[WORK ORDER] Look through the records below for the line with "point(295, 270)" and the line with "point(407, 90)", then return those lines and all lines between, exactly.

━━━ SOURCE RECORDS

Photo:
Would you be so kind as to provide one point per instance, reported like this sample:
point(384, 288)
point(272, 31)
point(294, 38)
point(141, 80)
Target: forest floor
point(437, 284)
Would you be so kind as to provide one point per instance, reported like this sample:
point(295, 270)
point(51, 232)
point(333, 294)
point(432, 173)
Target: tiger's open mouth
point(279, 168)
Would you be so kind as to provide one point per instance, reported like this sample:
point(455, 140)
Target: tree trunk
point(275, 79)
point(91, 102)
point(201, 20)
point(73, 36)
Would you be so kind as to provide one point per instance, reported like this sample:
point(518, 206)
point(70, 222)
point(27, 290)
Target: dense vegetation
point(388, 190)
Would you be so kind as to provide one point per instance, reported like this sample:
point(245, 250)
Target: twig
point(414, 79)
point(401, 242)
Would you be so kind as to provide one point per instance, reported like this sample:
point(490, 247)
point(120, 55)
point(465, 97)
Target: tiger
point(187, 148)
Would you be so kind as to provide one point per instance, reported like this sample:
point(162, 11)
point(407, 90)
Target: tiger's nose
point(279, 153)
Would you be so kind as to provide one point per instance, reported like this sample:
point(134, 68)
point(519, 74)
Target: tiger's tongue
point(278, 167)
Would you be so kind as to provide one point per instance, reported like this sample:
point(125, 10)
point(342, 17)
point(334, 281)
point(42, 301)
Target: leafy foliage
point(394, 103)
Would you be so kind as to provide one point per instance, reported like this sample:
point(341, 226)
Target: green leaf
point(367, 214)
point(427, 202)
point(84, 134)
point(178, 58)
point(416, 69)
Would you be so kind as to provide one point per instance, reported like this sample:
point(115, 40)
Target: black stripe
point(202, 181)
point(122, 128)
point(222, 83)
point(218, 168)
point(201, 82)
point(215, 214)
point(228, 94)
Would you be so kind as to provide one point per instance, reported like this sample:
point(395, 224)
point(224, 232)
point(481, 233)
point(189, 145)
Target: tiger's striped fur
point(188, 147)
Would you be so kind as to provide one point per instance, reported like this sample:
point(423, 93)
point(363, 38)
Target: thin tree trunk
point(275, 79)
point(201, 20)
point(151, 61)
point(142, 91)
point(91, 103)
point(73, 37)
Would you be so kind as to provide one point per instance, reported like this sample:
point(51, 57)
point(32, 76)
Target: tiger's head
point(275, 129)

━━━━━━
━━━ SOURCE RECORDS

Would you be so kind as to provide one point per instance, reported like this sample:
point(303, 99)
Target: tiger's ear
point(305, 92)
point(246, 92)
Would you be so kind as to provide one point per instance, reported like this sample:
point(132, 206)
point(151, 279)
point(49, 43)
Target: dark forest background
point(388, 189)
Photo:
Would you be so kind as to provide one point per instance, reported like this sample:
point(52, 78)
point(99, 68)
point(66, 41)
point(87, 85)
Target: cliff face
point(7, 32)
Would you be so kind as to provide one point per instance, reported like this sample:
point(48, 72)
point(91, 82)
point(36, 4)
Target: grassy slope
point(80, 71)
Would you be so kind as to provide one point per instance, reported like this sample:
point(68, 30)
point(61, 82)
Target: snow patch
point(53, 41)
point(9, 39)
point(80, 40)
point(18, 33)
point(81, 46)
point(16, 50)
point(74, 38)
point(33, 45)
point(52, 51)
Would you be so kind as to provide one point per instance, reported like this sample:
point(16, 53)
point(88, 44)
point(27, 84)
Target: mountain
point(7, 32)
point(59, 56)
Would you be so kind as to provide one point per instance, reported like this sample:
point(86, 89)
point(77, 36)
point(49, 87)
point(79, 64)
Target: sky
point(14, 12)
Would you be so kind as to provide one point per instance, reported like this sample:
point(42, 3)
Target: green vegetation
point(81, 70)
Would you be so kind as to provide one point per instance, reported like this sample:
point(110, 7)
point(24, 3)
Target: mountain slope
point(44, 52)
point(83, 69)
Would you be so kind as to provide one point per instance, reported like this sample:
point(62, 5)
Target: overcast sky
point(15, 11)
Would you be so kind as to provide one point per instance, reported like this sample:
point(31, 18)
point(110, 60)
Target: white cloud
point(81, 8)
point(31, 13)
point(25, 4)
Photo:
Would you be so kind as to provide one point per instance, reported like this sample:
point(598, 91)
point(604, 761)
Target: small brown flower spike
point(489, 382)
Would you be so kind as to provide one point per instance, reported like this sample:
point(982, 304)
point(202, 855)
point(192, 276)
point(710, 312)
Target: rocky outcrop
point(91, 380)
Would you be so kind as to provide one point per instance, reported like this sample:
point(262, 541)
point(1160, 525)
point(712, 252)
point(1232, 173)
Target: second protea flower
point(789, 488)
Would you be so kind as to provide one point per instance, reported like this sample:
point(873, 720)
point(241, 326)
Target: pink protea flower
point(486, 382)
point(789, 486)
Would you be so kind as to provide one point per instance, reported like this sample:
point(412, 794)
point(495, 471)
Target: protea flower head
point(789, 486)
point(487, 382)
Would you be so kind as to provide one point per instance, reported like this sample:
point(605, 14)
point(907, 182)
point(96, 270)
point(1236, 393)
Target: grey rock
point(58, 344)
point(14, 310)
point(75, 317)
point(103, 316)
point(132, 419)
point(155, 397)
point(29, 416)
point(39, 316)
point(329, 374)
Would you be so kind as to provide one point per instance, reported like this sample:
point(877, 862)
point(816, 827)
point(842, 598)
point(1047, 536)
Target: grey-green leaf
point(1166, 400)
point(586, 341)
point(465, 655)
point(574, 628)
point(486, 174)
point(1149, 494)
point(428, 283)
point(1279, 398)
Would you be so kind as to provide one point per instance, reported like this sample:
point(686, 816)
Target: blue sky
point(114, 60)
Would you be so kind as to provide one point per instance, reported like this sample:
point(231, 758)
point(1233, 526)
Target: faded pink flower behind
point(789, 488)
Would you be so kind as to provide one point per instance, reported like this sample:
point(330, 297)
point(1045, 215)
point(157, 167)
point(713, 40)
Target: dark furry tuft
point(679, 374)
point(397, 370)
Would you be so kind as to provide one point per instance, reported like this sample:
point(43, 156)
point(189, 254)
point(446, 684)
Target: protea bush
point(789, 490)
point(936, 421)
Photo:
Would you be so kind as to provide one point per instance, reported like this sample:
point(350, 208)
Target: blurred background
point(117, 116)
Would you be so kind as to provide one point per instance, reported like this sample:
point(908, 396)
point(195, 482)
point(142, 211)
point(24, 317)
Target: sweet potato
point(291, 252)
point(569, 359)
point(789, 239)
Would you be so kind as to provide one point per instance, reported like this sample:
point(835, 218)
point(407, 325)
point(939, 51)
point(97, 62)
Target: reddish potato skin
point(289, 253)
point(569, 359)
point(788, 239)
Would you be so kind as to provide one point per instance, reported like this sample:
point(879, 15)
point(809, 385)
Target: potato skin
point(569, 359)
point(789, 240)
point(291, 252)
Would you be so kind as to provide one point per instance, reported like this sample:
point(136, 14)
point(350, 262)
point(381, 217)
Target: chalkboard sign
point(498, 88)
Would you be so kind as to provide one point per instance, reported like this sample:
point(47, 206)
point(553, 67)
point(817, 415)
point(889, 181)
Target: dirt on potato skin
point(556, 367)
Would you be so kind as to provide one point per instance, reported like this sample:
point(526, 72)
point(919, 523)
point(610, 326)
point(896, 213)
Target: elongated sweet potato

━━━━━━

[RESPONSE TO THE TASK]
point(295, 270)
point(51, 232)
point(333, 294)
point(432, 173)
Target: tiger's open mouth
point(279, 168)
Would you be so kind as to provide one point per instance, reported like this sample:
point(455, 140)
Target: tree trunk
point(275, 79)
point(91, 102)
point(201, 20)
point(73, 36)
Would you be so kind as to provide one point per instance, reported like this sample:
point(518, 206)
point(70, 222)
point(27, 290)
Target: dense vegetation
point(388, 190)
Would you be so kind as to provide one point per instance, reported like this sample:
point(245, 250)
Target: twig
point(414, 79)
point(401, 242)
Would you be so kind as to provide one point per instance, reported like this sample:
point(490, 247)
point(120, 55)
point(465, 97)
Target: tiger
point(187, 148)
Would you be so kind as to provide one point per instance, reported like this sample:
point(162, 11)
point(407, 90)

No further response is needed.